Text under study
-- Opening Marker --
The NYPD Just Disbanded One of Its Most Controversial Units

Impact

The news: After over a decade of controversy, the NYPD announced Tuesday that it has finally closed down the Demographics Unit, the infamous division assigned to surveil Muslim communities in New York and its surrounding areas.

"Our administration has promised the people of New York a police force that keeps our city safe, but that is also respectful and fair," New York City Mayor Bill de Blasio said in a statement. "This reform is a critical step forward in easing tensions between the police and the communities they serve, so that our cops and our citizens can help one another go after the real bad guys."

The NYPD has taken a more muted approach, explaining that the unit has become no longer necessary. "[I]t has been determined that much of the same information previously gathered by the Zone Assessment Unit may be obtained through direct outreach by the NYPD to the communities concerned," the department said in a statement.

The background: The program was birthed in the post-9/11 era with the help of the CIA. Since 2003, plainclothes NYPD detectives had been assigned to Muslim neighbors to gather intel on where people prayed, what they discussed and even where they ate. The information was then used to create dossiers on community leaders and areas of interest.

Image Credit: AP

The Associated Press uncovered several of these documents in a 2011 investigation, revealing that the NYPD had employed informants, or "mosque crawlers," to eavesdrop on sermons. Undercover officers, nicknamed "rakers," were encouraged to rake the coals and find hot spots at hundreds of mosques and Muslim student associations — even outside the state.

The AP reported that police "systematically spied on Muslim neighborhoods, listened in on sermons, infiltrated colleges and photographed law-abiding residents as part of a broad effort to watch communities where terror cells were suspected to be operating. Individuals and groups were monitored even when there was no evidence they were linked to terrorism or crime."

But perhaps the most galling thing about the Demographics Unit was its uselessness and inefficiency. In its decade of operation, the unit did not generate a single lead.

After the AP investigation blew the controversy wide open, 34 members of the Congress called for an investigation. But even as late as this February, a federal judge threw out a suit by eight Muslim residents of New Jersey, arguing that "the police could not have monitored New Jersey for Muslim terrorist activities without monitoring the Muslim community itself."

A changes of the times: Muslim advocacy groups and civil liberties organizations have applauded de Blasio's move, which signals a change from the days of Mayor Michael Bloomberg and Police Commissioner Ray Kelly. De Blasio and his new commissioner, William Bratton, have pledged to heal the rifts between the city's government and its Muslim communities. 

"I will get it right again in New York City," said Bratton, who is returning to his post after serving as police commissioner in the '90s.

Still, others have been more skeptical that those who have been spied on for a decade can simply bury the hatchet and move on.

"The Demographics Unit created psychological warfare in our community," said Linda Sarsour, of the Arab American Association of New York. "Those documents, they showed where we live. That's the cafe where I eat. That's where I pray. That's where I buy my groceries. They were able to see their entire lives on those maps. And it completely messed with the psyche of the community."

It remains to be seen what steps de Blasio's administration will take to protect New York City residents and their liberties. But for now, this is a step in the right direction.
-- Closing Marker --
Entries shown
-- Opening Marker --
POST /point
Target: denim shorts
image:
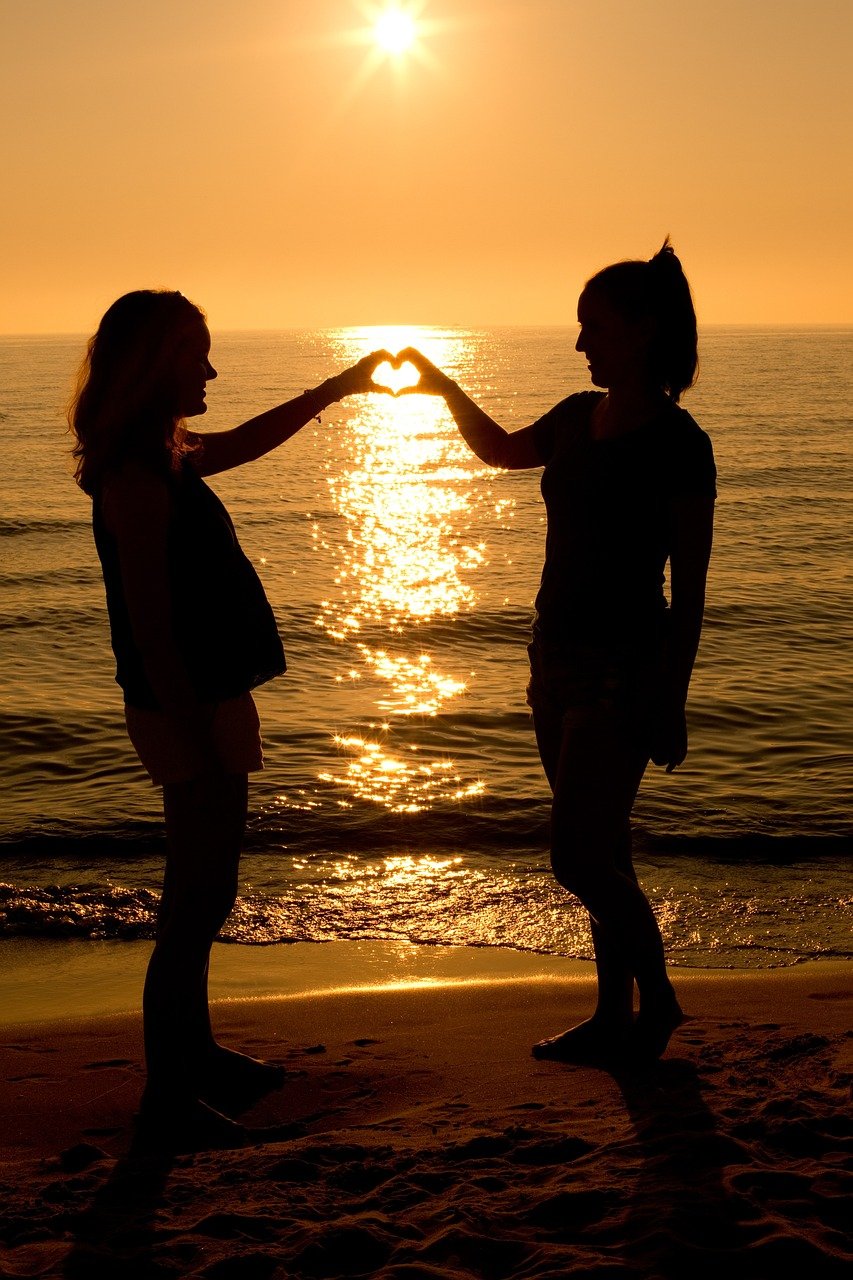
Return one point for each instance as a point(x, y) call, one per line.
point(583, 677)
point(169, 757)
-- Closing Marker --
List of tasks
(1) In the article on the NYPD's Demographics Unit, what reason does the department give for the unit no longer being necessary? Answer in one to three sentences.
(2) According to the article on the NYPD's Demographics Unit, how many members of Congress called for an investigation after the AP investigation?
(3) Using the article on the NYPD's Demographics Unit, say whether each statement agrees with it, and quote the words that decide it.
(a) The unit generated several leads during its decade of operation.
(b) The program was created with the help of the CIA.
(c) A federal judge ruled in favor of eight Muslim residents of New Jersey.

Answers
(1) The NYPD said that much of the information previously gathered by the Zone Assessment Unit may be obtained through direct outreach by the NYPD to the communities concerned.

(2) 34 members of Congress.

(3)
(a) No: "In its decade of operation, the unit did not generate a single lead."
(b) Yes: "The program was birthed in the post-9/11 era with the help of the CIA."
(c) No: "a federal judge threw out a suit by eight Muslim residents of New Jersey"